*** Opening of DOCUMENT EXTRACT ***

Multi-specialty hospitals engage with medical practitioners of various specializations in different geographic areas. Their revenue and growth depends, to a large extent, on the strength of their relationships with the physicians they engage with.
A leading multi-specialty hospital engaged Customer Analytics to develop a physician relationship management system that would enable hospital liaisons to identify the top volume/revenue generating physicians, and the most loyal physicians, through tools such as a “physician scorecard” to help maintain the hospital’s relationship with these physicians.


Customer Analytics worked with physician rosters and the raw utilization data received from various hospitals to create a physician master and build a scorecard. The scorecard rated physicians on the basis of volume/revenue generated from cases attended, as well as cases referred and upward/downward trends over time with respect to these.

A statistical classifier was trained to model physician’s “volume dispersion” or split of the physician’s patient volume between the client hospital and other competing hospitals (physician loyalty). Even though no direct data was available, this model was developed using various indirect data sources. Physicians were categorized as “high revenue–low dispersion,” “low revenue–high dispersion,” etc., to give the client hospital an overall picture of the proportion of physicians in each bucket and hence, the strength of their relationship with their physicians.


Voluminous transaction data containing information on attending physician, referring physician, patient details, service and amount was standardized and appended with information such as NPI (unique identification for a physician), to help link transactions to physicians and derive measures such as number of cases attended, number of cases referred and associated revenue. Reports such as Top Specialties, Top Attending Physicians, Top Referring Physicians, and Revenue and Volume Trends were set up for the client. Based on liaison interactions captured in the physician relationship management system, performance reports based on the liaison’s engagement with the physicians assigned were also set up.

*** Close of DOCUMENT EXTRACT ***

◆ **EXERCISES TO COMPLETE**:
1 – Give the hospital case study again, starting at the words "Multi-specialty hospitals engage" and stopping after "with these physicians.", and switch "liaisons" to "coordinators".
2 – For each statement below, say whether the hospital case study supports it (yes or no) and quote the words that decide it.
(a) The model of physician loyalty was built from direct data on how physicians split their patient volume.
(b) Transaction data was appended with NPI information to help link transactions to physicians.
(c) The scorecard rated physicians on cases referred as well as on cases attended.

*** Opening of RECORD EXTRACTS ***

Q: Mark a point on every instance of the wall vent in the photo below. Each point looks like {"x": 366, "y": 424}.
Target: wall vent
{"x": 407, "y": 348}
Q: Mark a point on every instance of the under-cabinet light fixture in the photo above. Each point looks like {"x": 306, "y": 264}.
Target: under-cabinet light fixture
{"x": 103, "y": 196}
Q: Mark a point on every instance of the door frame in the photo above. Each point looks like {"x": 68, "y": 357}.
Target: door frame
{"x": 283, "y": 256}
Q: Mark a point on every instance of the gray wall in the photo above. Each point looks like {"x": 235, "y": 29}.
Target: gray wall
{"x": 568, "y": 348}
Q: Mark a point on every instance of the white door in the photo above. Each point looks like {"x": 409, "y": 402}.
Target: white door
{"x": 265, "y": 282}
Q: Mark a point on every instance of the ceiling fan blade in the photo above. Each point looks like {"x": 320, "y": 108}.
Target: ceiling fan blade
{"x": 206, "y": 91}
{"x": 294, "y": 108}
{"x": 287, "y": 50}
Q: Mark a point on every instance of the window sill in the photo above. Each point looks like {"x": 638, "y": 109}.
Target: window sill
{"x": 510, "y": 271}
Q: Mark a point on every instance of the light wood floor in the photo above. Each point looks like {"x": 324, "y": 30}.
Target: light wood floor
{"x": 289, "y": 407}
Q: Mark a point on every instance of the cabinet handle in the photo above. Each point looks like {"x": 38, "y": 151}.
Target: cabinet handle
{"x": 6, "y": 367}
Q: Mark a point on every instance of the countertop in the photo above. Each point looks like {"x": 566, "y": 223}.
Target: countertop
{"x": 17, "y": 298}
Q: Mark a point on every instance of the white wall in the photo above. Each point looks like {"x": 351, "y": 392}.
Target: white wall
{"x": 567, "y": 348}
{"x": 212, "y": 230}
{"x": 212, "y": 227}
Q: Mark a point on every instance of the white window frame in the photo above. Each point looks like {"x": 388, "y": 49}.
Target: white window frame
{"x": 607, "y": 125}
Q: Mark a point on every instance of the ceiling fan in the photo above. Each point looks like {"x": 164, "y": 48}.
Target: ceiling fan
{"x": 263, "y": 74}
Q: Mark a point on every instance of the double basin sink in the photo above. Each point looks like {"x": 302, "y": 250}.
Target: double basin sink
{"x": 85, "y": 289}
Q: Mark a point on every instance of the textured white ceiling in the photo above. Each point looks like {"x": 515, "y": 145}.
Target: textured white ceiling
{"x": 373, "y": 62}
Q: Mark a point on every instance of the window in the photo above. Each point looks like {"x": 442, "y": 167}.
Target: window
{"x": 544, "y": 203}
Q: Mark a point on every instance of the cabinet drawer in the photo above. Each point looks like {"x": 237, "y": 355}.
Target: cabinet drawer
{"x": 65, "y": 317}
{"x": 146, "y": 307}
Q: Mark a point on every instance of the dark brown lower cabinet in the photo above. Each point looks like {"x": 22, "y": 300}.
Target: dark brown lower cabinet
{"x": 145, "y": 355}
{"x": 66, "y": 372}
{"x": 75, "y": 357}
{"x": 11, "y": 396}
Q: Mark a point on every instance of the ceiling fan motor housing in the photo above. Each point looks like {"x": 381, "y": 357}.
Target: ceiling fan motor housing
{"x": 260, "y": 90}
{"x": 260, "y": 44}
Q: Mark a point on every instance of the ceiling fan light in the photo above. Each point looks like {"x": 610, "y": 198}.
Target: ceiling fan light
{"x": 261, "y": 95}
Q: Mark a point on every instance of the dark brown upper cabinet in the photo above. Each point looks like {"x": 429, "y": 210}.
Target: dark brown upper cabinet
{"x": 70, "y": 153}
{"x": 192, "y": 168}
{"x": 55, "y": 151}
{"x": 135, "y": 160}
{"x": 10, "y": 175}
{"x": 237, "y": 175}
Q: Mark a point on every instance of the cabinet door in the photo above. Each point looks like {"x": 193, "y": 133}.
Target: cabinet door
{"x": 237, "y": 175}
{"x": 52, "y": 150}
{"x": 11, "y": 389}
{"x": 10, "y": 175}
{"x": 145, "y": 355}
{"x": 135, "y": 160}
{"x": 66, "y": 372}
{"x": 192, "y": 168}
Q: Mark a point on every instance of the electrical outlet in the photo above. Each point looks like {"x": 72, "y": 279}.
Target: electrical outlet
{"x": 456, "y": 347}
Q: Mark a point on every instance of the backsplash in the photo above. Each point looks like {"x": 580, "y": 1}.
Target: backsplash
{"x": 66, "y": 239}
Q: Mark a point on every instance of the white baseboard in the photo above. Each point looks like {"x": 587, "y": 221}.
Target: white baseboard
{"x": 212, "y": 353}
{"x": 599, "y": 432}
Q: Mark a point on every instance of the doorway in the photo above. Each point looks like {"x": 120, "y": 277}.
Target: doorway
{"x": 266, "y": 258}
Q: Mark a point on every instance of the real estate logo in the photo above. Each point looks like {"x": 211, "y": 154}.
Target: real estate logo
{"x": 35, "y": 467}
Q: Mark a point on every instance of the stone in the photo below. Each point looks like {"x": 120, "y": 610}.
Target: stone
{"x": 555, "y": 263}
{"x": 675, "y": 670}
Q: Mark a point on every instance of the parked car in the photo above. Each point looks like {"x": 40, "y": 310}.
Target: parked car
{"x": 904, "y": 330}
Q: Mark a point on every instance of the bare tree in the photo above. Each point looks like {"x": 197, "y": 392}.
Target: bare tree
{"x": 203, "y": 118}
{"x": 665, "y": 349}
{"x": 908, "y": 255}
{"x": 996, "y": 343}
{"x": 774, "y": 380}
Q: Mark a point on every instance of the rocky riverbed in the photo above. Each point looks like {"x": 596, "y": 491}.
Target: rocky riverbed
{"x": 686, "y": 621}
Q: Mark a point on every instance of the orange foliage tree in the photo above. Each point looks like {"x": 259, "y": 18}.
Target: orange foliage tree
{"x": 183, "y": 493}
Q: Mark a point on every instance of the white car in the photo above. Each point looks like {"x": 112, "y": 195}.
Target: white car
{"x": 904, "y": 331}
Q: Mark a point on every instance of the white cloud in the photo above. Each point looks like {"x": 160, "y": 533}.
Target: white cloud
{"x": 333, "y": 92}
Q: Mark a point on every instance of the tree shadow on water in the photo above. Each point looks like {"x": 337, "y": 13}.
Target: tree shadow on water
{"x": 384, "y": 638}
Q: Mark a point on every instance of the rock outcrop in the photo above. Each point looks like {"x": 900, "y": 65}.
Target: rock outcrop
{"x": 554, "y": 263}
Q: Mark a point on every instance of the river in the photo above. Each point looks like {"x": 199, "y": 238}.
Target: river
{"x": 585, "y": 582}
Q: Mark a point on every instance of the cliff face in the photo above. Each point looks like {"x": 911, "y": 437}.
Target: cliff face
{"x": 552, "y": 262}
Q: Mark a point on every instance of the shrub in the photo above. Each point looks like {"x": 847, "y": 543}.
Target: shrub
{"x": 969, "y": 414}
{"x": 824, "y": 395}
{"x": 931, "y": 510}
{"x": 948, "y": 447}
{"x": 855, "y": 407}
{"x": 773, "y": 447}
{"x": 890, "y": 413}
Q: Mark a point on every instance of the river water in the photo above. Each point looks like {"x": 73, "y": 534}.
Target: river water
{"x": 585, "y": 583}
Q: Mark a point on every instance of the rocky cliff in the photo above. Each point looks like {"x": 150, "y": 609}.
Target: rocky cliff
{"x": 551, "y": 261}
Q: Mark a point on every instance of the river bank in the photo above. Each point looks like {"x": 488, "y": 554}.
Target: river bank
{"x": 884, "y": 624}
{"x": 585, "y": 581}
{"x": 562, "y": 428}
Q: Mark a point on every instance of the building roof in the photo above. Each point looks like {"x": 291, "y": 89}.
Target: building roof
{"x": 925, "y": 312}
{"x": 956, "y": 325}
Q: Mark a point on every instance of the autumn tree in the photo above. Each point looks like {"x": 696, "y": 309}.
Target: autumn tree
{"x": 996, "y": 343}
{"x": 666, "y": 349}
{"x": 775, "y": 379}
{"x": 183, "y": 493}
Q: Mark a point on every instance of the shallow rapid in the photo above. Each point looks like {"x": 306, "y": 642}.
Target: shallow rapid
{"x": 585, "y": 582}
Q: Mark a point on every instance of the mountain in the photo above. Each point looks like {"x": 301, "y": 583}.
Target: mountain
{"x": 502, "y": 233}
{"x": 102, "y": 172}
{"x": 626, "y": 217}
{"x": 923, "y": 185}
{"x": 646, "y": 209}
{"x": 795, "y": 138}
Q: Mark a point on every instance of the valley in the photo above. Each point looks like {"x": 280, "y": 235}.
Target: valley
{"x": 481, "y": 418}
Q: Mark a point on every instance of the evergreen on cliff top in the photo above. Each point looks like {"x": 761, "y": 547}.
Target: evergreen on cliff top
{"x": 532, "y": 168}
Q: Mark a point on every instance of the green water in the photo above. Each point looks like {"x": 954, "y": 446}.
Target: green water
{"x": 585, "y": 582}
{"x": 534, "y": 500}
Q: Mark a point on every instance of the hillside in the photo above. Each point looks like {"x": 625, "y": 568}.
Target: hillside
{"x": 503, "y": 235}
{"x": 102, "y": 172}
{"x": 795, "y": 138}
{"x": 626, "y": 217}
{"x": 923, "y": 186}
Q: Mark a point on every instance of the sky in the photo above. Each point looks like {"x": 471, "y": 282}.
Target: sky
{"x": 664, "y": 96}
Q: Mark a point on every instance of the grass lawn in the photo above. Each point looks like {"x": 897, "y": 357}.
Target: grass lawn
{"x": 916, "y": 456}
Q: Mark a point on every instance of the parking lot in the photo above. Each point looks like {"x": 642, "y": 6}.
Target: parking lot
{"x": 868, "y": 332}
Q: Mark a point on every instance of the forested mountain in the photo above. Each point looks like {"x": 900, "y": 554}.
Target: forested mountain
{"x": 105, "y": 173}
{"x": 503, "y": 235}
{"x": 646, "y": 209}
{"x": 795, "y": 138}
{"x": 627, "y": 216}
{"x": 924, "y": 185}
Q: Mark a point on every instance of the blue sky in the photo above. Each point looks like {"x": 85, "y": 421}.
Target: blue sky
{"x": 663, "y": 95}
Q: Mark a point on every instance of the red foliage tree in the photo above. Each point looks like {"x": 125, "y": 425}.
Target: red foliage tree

*** Close of RECORD EXTRACTS ***

◆ **ANSWER SECTION**:
1 –
Multi-specialty hospitals engage with medical practitioners of various specializations in different geographic areas. Their revenue and growth depends, to a large extent, on the strength of their relationships with the physicians they engage with.
A leading multi-specialty hospital engaged Customer Analytics to develop a physician relationship management system that would enable hospital coordinators to identify the top volume/revenue generating physicians, and the most loyal physicians, through tools such as a “physician scorecard” to help maintain the hospital’s relationship with these physicians.

2 –
(a) No: "Even though no direct data was available, this model was developed using various indirect data sources."
(b) Yes: "appended with information such as NPI (unique identification for a physician), to help link transactions to physicians"
(c) Yes: "The scorecard rated physicians on the basis of volume/revenue generated from cases attended, as well as cases referred"